Exactly as written, print each record in the listing.
-----
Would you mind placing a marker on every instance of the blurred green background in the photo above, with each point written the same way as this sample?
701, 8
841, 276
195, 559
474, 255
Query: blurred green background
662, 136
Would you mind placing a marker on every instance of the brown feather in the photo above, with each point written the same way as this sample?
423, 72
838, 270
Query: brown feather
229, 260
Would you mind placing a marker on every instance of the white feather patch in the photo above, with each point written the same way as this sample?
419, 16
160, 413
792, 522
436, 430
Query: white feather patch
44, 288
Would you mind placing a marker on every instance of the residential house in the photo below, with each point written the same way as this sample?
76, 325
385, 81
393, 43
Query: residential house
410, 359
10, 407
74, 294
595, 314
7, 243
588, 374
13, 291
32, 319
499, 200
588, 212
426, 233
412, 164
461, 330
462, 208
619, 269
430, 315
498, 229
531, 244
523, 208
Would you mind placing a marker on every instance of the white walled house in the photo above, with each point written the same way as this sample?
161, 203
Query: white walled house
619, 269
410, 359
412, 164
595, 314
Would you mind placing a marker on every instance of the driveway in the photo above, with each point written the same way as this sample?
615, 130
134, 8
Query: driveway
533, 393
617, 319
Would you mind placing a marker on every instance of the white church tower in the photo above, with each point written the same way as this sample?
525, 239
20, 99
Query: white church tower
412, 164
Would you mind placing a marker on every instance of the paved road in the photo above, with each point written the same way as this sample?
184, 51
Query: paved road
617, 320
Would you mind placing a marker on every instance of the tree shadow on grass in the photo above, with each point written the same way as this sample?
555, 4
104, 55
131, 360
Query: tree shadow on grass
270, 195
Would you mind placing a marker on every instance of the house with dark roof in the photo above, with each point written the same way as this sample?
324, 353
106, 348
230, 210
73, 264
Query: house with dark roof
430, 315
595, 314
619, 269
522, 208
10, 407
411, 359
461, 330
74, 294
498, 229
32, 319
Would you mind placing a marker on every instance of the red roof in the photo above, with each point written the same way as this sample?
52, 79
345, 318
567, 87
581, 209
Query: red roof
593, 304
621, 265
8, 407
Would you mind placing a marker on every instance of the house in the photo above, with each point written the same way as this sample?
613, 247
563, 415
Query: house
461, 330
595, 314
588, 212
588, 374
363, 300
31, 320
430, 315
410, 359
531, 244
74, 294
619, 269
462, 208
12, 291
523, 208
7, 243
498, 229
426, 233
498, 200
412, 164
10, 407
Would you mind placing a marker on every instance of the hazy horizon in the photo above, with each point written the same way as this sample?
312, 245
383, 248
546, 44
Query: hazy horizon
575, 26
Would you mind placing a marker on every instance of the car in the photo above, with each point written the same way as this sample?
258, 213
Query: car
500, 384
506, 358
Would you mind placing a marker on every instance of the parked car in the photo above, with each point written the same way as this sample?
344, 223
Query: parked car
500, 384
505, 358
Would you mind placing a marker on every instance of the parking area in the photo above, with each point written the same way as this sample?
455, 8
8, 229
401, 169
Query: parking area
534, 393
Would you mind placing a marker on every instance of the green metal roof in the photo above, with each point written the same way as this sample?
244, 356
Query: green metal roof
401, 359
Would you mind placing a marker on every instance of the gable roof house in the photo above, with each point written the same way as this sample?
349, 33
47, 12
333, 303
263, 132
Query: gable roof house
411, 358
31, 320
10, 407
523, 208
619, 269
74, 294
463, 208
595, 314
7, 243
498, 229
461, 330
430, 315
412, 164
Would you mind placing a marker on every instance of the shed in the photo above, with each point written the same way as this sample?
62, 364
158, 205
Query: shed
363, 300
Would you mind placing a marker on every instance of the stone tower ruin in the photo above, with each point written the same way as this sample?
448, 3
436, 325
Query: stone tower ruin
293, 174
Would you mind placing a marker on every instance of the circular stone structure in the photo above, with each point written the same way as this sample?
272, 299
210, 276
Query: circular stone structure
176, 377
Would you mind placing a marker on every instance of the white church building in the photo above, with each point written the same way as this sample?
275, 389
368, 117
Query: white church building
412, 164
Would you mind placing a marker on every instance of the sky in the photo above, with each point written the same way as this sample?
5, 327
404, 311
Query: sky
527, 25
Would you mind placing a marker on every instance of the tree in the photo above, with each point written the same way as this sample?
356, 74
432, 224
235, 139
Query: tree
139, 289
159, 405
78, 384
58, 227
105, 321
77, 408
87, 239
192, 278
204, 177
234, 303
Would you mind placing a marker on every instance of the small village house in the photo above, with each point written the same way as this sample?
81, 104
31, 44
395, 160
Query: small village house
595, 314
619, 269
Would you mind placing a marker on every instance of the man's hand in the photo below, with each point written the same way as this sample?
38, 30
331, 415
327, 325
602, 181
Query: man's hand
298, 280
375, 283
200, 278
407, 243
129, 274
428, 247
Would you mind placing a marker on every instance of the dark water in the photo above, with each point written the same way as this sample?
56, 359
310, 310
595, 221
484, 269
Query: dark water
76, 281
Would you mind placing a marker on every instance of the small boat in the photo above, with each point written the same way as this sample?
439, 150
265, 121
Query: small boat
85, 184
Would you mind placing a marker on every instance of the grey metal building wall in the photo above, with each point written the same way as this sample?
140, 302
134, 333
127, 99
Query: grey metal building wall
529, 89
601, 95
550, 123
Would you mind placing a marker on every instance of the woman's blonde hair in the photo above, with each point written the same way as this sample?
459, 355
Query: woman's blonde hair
-----
WRITTEN RESPONSE:
Would you mind placing a marker on every instance of the blurred green background in the photo above, with each point written the same way as this sample?
701, 8
841, 276
195, 559
474, 255
Query: blurred green background
662, 136
Would you mind placing a marker on every instance of the brown feather in the photo above, with each point written the same way as this sample?
423, 72
838, 270
Query: brown feather
229, 260
Would you mind placing a marker on every instance of the white feather patch in the photo above, with each point written the same way as this sample?
419, 16
160, 413
792, 522
436, 430
Query: white feather patch
44, 288
Would you mind placing a marker on every instance of the residential house in the photo below, with each point written the same way as this sample?
76, 325
385, 81
393, 43
Query: residential house
410, 359
10, 407
74, 294
595, 314
7, 243
588, 374
13, 291
32, 319
499, 200
588, 212
426, 233
412, 164
461, 330
462, 208
619, 269
430, 315
498, 229
531, 244
523, 208
Would you mind placing a marker on every instance of the white walled house in the photo above, with each point written the same way as this sample?
161, 203
Query: white walled house
619, 269
410, 359
412, 164
595, 314
Would you mind placing a marker on every instance of the driveway in the photo above, with each point written the same way as this sample?
615, 130
134, 8
Query: driveway
533, 393
617, 319
Would you mind placing a marker on every instance of the white church tower in the photo above, with each point written the same way as this sample?
525, 239
20, 99
Query: white church tower
412, 164
Would you mind placing a marker on every instance of the paved road in the photo above, with each point written the same way as this sample?
184, 51
Query: paved road
617, 320
Would you mind placing a marker on every instance of the tree shadow on grass in the photo above, with each point written the same way as this sample?
555, 4
104, 55
131, 360
Query: tree shadow on grass
270, 195
Would you mind placing a marker on every instance of the house with dark roof in the photo above, with each point written the same way as this sample?
324, 353
106, 348
230, 210
73, 264
Query: house with dark roof
430, 315
595, 314
619, 269
522, 208
10, 407
411, 359
461, 330
74, 294
498, 229
32, 319
Would you mind placing a marker on every instance of the red roof in the photo above, with each point written the same way as this sample?
52, 79
345, 318
567, 87
581, 209
Query: red roof
593, 304
621, 265
8, 407
Would you mind placing a marker on every instance of the house in the photo above, with each point written the same way as this sample?
613, 247
563, 415
Query: house
461, 330
595, 314
588, 212
588, 374
363, 300
31, 320
430, 315
410, 359
531, 244
74, 294
619, 269
462, 208
12, 291
523, 208
7, 243
498, 229
426, 233
498, 200
412, 164
10, 407
Would you mind placing a marker on every instance of the hazy horizon in the photo above, with each point written the same way as this sample?
312, 245
383, 248
546, 44
Query: hazy horizon
575, 26
Would you mind placing a marker on every instance of the car in the photo above, with each point written the same way as this sample?
258, 213
Query: car
500, 384
506, 358
Would you mind placing a marker on every instance of the parked car in the photo above, with each point written the same way as this sample?
344, 223
Query: parked car
500, 384
505, 358
Would you mind placing a marker on every instance of the parking area in the photo above, with each point written the same way as this sample?
455, 8
8, 229
401, 169
Query: parking area
534, 393
Would you mind placing a marker on every instance of the green metal roof in the photo above, with each point written the same way as this sample?
244, 356
Query: green metal roof
401, 359
Would you mind placing a marker on every instance of the gable roof house in the photo above, with each point written the same way as this sample?
349, 33
47, 12
333, 303
263, 132
Query: gable roof house
411, 358
31, 320
10, 407
523, 208
619, 269
74, 294
463, 208
595, 314
7, 243
498, 229
461, 330
430, 315
412, 164
Would you mind placing a marker on every instance of the shed in the photo above, with each point written the same way as this sample?
62, 364
158, 205
Query: shed
363, 300
Would you mind placing a marker on every instance of the stone tower ruin in the photo above, with each point written the same way as this sample?
448, 3
436, 325
Query: stone tower ruin
293, 174
Would you mind placing a marker on every instance of the circular stone structure in the photo above, with each point written the same way as this sample?
272, 299
210, 276
Query: circular stone structure
176, 377
Would you mind placing a marker on every instance of the white church building in the photo above, with each point written the same way as this sample?
275, 389
368, 117
Query: white church building
412, 164
Would you mind placing a marker on every instance of the sky in the photo above, with each point written the same way as this sample?
5, 327
404, 311
Query: sky
527, 25
Would you mind placing a marker on every instance of the tree in the photo above, with each point written the same way as this sample?
356, 74
432, 224
235, 139
Query: tree
139, 289
159, 405
78, 384
58, 227
105, 321
77, 408
87, 239
192, 278
204, 177
234, 303
Would you mind placing a marker on every instance of the small village house in the photo above, with each point written the same way as this sample?
81, 104
31, 44
395, 160
Query: small village house
595, 314
619, 269
Would you mind placing a marker on every instance of the man's hand in the photo below, with each point written the same way as this sample?
38, 30
331, 415
327, 325
602, 181
Query: man's hand
298, 280
375, 283
200, 278
407, 243
129, 274
428, 247
Would you mind placing a marker on every instance of the dark water in the photo above, with each point written the same way as this sample?
56, 359
310, 310
595, 221
484, 269
Query: dark water
76, 281
Would you mind placing a marker on every instance of the small boat in the photo above, with each point written the same way as this sample?
439, 150
265, 121
Query: small boat
85, 184
Would you mind placing a marker on every instance of the grey metal building wall in the photo above, with each point written the same way as this sample?
140, 302
134, 333
127, 99
Query: grey metal building wall
529, 89
601, 95
550, 123
Would you mind placing a marker on every instance of the woman's blonde hair in the photo above, with each point written the same way as this sample?
459, 355
Query: woman's blonde hair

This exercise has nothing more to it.